=== WHAT YOU HAVE TO DO ===
Locate each line in the rows below that contains the string "cliff" and copy those lines out. Matches are case-sensitive.

=== RAW RECORDS ===

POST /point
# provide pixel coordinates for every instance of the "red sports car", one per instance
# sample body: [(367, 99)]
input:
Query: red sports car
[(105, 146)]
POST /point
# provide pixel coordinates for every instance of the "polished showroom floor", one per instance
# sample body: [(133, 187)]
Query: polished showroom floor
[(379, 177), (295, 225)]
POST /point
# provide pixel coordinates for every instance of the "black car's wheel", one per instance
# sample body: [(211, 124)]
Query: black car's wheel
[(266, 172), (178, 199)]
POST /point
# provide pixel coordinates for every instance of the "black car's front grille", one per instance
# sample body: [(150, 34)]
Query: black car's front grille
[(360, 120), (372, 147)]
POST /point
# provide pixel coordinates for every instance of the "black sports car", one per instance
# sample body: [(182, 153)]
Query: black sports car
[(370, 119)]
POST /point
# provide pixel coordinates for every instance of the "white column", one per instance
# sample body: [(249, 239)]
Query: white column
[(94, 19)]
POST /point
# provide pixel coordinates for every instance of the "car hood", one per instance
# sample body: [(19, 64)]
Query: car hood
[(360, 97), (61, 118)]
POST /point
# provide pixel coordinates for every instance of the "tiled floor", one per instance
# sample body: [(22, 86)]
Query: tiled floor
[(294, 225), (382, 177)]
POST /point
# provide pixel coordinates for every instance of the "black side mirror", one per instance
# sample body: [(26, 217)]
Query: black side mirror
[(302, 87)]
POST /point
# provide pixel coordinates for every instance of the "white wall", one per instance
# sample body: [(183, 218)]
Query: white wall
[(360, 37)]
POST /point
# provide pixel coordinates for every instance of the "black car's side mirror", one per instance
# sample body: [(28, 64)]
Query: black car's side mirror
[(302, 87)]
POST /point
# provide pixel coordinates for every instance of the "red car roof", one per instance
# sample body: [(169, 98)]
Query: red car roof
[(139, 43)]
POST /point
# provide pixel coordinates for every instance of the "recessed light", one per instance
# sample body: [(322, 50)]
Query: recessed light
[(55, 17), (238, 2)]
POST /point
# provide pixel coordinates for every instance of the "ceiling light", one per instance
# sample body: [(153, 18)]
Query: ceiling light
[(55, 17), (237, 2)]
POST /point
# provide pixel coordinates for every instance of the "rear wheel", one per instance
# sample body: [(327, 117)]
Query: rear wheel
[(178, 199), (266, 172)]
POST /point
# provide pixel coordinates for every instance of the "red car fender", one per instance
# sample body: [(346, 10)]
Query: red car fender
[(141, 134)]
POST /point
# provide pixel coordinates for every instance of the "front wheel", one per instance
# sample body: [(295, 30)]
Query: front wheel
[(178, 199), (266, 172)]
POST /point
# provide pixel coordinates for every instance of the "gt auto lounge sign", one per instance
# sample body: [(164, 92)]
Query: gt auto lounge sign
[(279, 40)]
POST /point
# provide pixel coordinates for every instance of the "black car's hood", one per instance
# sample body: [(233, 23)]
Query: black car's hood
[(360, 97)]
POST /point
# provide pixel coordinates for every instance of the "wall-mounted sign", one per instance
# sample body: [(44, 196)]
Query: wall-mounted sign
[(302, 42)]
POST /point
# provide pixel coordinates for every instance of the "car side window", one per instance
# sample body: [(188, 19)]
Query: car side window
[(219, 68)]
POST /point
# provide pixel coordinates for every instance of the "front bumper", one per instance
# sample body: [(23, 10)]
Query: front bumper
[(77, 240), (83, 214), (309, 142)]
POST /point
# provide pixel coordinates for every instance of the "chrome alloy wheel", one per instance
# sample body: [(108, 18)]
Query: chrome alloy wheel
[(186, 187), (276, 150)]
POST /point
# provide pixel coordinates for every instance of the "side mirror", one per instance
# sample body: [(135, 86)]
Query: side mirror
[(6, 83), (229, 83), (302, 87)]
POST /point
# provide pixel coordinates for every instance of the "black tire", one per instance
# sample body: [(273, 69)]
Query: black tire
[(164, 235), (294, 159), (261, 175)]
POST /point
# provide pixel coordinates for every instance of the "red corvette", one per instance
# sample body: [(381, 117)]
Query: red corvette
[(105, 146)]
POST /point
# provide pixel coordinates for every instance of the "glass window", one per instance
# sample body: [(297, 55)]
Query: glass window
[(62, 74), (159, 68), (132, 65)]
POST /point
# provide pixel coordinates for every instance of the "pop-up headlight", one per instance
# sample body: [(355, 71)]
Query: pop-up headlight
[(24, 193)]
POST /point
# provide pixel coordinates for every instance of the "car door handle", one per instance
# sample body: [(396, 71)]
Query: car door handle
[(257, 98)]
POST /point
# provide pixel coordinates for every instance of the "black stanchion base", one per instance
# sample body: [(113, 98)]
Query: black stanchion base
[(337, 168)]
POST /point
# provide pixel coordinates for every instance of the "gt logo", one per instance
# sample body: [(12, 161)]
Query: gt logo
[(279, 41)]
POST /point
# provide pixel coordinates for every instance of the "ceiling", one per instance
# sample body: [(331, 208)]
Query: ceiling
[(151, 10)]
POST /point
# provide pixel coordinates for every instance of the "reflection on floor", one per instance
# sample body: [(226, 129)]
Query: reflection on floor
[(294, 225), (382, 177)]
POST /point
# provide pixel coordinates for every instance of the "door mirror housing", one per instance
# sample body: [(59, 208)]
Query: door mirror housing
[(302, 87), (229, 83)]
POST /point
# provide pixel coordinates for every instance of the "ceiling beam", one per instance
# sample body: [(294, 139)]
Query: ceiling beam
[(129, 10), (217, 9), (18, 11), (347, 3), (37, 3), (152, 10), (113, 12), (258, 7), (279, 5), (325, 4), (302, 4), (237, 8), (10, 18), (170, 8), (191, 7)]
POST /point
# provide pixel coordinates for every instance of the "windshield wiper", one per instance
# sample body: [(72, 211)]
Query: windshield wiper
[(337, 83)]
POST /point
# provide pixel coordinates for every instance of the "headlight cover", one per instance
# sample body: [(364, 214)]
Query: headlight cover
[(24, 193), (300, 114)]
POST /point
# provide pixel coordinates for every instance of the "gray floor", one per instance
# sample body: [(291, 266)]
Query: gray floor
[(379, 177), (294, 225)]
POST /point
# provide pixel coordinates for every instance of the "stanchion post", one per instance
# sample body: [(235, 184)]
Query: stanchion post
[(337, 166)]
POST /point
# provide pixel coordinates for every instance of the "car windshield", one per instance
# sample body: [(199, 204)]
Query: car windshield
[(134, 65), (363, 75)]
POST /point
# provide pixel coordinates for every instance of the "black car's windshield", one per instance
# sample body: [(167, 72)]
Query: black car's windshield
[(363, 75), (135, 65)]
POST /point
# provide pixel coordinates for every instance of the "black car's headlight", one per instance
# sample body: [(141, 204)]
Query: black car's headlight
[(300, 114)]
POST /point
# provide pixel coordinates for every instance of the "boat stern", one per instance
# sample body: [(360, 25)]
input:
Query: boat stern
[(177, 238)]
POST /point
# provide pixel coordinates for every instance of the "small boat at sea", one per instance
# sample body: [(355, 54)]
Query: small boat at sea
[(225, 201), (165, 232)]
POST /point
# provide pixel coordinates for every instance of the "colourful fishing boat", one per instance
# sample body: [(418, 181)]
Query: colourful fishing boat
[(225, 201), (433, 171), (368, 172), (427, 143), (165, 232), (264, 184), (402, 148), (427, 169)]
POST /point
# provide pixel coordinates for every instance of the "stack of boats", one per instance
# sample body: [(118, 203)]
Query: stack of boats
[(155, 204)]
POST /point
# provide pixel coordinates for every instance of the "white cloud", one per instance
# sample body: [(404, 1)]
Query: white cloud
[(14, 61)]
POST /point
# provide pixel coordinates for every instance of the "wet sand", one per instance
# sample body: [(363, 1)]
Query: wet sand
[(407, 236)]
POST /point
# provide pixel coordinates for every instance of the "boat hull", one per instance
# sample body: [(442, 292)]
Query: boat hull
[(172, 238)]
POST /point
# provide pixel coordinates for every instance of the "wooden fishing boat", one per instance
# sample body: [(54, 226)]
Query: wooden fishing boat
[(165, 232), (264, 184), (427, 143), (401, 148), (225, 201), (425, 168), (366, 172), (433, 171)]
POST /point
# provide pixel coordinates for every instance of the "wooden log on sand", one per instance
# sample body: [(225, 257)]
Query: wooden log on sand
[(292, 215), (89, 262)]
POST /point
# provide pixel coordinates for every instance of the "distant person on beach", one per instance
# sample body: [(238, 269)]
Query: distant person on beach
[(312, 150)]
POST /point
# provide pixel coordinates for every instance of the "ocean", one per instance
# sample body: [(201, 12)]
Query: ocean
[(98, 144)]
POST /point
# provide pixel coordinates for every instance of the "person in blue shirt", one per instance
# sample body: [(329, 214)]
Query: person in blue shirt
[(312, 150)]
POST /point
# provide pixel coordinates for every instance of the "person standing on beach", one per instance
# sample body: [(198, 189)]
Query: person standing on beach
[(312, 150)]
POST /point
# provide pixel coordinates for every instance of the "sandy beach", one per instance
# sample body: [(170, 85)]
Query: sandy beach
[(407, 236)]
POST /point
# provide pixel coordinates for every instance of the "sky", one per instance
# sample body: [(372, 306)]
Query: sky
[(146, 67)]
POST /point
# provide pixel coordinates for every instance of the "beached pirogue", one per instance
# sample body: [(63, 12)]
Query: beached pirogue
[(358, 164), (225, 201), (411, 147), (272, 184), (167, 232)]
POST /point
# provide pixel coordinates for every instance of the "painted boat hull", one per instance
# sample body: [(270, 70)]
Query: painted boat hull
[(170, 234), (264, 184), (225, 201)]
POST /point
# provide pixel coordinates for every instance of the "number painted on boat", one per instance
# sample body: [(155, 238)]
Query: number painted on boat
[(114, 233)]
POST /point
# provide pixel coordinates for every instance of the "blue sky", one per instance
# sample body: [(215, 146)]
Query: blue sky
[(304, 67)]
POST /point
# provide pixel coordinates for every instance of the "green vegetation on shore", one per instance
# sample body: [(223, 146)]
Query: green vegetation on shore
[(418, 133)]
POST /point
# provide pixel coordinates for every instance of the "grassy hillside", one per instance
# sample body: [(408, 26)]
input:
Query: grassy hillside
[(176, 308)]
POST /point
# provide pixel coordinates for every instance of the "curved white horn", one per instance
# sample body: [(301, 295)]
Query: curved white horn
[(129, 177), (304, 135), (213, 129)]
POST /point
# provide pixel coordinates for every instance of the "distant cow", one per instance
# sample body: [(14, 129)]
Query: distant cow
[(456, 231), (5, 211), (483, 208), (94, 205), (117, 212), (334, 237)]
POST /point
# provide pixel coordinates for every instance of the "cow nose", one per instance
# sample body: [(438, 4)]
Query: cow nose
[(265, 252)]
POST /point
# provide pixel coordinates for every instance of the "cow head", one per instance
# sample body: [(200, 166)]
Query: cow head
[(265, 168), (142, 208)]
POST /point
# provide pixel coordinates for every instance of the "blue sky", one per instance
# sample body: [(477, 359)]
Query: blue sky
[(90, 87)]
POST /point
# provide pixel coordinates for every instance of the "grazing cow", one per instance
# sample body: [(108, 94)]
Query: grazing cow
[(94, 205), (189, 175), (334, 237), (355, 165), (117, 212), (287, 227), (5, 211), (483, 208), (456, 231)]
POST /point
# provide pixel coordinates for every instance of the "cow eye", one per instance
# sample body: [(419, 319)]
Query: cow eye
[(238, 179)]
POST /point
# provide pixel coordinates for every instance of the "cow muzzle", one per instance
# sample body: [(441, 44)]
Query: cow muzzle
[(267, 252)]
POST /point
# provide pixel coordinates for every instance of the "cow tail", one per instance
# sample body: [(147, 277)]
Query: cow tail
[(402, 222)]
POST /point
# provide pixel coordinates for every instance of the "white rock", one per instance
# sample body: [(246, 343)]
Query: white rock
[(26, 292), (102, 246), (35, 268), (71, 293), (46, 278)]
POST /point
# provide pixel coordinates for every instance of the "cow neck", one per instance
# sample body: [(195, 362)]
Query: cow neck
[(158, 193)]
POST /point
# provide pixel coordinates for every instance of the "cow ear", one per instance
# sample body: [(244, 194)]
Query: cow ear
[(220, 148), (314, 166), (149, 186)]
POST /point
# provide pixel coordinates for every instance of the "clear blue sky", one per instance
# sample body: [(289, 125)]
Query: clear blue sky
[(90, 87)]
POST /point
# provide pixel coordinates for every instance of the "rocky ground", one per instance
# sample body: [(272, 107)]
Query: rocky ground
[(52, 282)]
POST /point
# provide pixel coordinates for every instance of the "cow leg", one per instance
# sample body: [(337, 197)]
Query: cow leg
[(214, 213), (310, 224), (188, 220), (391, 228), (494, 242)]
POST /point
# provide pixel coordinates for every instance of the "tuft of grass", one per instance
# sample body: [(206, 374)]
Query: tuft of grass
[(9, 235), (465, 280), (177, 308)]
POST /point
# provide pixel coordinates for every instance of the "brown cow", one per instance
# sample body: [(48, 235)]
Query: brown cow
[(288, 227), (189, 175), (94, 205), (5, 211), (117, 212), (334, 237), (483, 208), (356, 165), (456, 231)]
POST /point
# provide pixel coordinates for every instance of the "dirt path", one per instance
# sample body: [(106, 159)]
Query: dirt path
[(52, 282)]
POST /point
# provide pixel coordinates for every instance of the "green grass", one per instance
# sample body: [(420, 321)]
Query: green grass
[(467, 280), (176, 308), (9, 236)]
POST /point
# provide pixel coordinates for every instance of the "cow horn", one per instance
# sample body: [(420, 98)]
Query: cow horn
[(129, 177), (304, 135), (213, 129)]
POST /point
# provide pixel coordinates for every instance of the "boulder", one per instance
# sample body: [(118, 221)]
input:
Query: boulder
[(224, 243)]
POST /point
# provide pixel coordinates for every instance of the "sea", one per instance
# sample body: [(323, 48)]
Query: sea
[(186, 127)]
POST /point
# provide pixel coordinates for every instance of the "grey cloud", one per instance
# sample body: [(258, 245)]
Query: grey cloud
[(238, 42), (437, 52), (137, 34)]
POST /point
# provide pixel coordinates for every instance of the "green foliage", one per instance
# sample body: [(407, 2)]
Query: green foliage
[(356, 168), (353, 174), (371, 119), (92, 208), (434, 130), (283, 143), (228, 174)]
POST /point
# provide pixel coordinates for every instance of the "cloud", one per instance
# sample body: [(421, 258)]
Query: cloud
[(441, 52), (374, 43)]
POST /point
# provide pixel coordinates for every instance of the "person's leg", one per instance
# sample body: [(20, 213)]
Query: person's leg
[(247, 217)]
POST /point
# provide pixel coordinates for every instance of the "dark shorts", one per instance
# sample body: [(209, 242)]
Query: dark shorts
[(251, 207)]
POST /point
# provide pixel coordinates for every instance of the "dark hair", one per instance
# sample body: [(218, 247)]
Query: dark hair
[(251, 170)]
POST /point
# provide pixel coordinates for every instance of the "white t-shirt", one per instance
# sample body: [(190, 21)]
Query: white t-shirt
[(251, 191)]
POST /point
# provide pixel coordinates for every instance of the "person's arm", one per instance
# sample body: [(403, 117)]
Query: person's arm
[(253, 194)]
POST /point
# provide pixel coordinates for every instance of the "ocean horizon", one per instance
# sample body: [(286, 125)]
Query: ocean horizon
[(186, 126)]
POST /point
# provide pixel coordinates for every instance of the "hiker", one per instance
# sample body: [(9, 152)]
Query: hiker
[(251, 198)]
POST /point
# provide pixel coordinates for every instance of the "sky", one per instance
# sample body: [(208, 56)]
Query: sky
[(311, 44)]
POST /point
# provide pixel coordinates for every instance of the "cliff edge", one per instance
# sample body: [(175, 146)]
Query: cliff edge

=== OUTPUT BELOW ===
# provide pixel coordinates for every instance of the "cliff edge", one per instance
Query: cliff edge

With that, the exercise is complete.